● TEXT EXCERPT:
Digital Banking was first introduced in India in 1988 when RBI set-up a committee on computerization of banks headed by Dr. C. Rangarajan. There has been a rapid change in the working of banks in India since then. Starting with the MICR based cheque processing to ATMs to E-banking to Mobile Banking to the evolution of ‘Anywhere Banking” today. More technologies are lined up to be implemented to make banking experience totally different.

History: 1947- Till Date

In 1947, the banking sector collectively had more than Rs.1000 crores deposits in over 5000 branches. Out of the total 654 banks in the country, 38 banks failed in 1947 and 45 banks failed in 1948. In 1949, The Banking Companies Act was passed to deal with these failures but it was not adequately equipped to deal with the situation. In 1969, 14 private banks were nationalized to serve the economy in a better way. The LPG (Liberalisation-Privatisation-Globalisation) policy in 1991 allowed private players to come in and interest rates were gradually freed. It was in 1998 that the Narsimham Committee was set up for Banking Sector Reforms. The committee came up with recommendations for autonomy in the banking sector, the 4-Tier banking structure in the country, raising prescribed Capital Adequacy norms and entry of foreign banks. However, all the recommendations were not implemented immediately but the committee proved to be a major event in Banking Sector Reforms in the country.

Current Scenario

Currently, there are 27 public sector banks in the country including SBI (and its 5 Associate Banks). In the private sector, there are 22 banks including the new banks formed after 1991. Due to the rising NPAs in the country, several mergers are being proposed in the banking sector with the number of banks reducing over the years. Hence, there should be a smaller number of banks rather than a hollow pipe of numerous banks.

● WHAT TO WORK ON:
A) In the text on banking in India, how many private banks were nationalized in 1969?
B) Extend the text on banking in India, picking up after its final sentence.

● EXTRACTED MATERIAL:
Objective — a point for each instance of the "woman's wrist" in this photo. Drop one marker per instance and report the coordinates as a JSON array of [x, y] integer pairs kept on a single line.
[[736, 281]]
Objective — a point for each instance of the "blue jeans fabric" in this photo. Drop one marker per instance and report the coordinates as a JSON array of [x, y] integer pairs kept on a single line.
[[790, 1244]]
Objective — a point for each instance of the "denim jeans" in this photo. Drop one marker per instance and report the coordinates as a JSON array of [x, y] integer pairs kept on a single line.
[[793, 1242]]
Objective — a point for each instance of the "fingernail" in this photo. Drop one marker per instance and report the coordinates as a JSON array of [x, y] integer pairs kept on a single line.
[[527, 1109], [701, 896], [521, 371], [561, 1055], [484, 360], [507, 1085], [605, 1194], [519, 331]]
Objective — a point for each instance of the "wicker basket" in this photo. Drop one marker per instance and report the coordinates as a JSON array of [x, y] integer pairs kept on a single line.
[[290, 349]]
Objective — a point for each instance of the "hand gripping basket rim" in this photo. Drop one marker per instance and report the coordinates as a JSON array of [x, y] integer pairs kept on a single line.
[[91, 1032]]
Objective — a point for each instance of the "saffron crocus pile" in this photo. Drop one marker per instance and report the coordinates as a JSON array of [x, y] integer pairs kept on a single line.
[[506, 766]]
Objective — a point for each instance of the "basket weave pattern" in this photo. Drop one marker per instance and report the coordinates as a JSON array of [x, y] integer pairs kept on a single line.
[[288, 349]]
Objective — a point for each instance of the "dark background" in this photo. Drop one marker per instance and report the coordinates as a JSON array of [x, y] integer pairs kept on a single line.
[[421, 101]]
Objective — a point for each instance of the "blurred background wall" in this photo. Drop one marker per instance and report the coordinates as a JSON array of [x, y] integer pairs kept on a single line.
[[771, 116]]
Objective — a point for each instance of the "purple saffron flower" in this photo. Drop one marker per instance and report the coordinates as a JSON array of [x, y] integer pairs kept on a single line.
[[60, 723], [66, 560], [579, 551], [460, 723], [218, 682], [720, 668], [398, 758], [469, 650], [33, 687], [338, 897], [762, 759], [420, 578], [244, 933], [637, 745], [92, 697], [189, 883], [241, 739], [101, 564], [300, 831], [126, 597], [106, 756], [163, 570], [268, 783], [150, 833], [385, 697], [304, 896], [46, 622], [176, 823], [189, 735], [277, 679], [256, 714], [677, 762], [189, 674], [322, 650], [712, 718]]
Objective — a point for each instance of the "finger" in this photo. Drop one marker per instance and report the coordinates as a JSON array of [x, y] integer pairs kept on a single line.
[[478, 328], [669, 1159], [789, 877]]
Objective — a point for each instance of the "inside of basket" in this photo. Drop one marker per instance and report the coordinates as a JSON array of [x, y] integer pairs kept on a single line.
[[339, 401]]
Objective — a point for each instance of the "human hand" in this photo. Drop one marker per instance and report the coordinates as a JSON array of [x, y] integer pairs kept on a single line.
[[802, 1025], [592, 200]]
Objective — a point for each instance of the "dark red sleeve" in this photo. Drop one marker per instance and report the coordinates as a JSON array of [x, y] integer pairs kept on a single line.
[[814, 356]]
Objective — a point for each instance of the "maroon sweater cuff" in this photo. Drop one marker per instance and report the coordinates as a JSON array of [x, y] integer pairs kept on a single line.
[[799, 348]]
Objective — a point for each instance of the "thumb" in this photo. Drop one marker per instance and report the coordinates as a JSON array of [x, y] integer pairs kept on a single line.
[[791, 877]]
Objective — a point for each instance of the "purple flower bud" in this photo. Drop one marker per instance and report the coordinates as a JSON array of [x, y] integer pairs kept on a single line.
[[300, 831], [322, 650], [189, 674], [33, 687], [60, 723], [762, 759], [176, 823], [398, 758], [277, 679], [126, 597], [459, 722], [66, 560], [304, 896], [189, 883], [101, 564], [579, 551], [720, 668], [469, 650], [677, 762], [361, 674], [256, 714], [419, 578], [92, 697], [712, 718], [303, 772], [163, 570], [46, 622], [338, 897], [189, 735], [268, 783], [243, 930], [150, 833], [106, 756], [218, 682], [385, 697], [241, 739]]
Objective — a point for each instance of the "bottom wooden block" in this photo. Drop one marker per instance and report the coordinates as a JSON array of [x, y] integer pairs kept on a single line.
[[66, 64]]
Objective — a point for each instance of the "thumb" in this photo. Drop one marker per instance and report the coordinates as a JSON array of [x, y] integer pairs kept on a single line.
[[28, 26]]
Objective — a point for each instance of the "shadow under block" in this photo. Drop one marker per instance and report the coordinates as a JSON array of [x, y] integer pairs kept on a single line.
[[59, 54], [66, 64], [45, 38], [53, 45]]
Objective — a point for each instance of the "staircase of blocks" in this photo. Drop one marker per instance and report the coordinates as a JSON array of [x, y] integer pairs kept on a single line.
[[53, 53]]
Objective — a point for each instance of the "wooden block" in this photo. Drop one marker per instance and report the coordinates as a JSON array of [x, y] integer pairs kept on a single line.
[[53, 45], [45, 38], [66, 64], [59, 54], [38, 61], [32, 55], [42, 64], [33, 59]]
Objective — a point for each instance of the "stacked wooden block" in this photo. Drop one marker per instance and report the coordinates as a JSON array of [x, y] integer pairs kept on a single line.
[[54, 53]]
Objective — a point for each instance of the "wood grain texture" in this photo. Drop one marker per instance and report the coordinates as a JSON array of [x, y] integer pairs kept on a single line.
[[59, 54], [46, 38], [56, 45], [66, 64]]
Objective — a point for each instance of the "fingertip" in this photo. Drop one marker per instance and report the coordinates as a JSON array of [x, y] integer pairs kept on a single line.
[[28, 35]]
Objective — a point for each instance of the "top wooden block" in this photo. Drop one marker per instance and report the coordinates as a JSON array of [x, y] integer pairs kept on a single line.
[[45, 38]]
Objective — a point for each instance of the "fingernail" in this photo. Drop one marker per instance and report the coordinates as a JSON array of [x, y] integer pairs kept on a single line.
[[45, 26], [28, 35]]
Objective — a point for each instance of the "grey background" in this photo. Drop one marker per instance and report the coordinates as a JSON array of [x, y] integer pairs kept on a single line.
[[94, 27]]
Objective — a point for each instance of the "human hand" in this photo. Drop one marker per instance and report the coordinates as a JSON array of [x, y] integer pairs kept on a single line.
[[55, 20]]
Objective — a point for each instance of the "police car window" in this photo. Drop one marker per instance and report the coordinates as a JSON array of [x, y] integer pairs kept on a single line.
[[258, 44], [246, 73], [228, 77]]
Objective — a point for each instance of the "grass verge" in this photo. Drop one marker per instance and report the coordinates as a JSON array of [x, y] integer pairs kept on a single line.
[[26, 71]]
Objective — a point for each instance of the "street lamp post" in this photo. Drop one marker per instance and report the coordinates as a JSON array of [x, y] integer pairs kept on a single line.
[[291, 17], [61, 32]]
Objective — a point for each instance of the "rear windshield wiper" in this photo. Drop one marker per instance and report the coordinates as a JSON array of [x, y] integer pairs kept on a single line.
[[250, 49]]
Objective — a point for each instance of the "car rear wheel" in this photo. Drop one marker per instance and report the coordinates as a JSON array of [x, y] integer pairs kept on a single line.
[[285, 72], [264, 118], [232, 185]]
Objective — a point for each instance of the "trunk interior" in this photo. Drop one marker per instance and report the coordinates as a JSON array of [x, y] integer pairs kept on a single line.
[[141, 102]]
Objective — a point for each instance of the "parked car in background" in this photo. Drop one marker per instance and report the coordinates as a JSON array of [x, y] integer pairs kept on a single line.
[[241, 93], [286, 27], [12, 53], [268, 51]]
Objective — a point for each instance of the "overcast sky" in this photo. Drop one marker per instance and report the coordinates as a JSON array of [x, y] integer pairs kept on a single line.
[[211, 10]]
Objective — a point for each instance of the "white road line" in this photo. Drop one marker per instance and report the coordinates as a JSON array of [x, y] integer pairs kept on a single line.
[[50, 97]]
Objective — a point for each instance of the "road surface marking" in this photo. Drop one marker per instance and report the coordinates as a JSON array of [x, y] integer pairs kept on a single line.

● ANSWERS FOR THE TASKS:
A) Fourteen private banks were nationalized in 1969.

B)
Challenges

Over the years, the need for credit in MSMEs is increasing. However, the credit allocation to the small firms has not been up to the mark. According to RBI, MSMEs have faced a decline in lending for more than 2 years since 2015. Moreover, the Micro-Units Development and Refinance Agency (MUDRA) scheme which aims to provide credit for expanding existing small business hasn’t been successful either. The loans are majorly extended to well-performing sectors.

Non-performing Assets (NPAs):

One might refer to the term NPAs as bad loans and will surely sight the problems in the agricultural and corporate sector. However, there’s more explanation of this. Out of the total NPAs in the country which has crossed 10 lakh crores lately, more than 70% are from the corporate sector. On the other hand, farmers have been recorded to default on 8% of the total NPAs.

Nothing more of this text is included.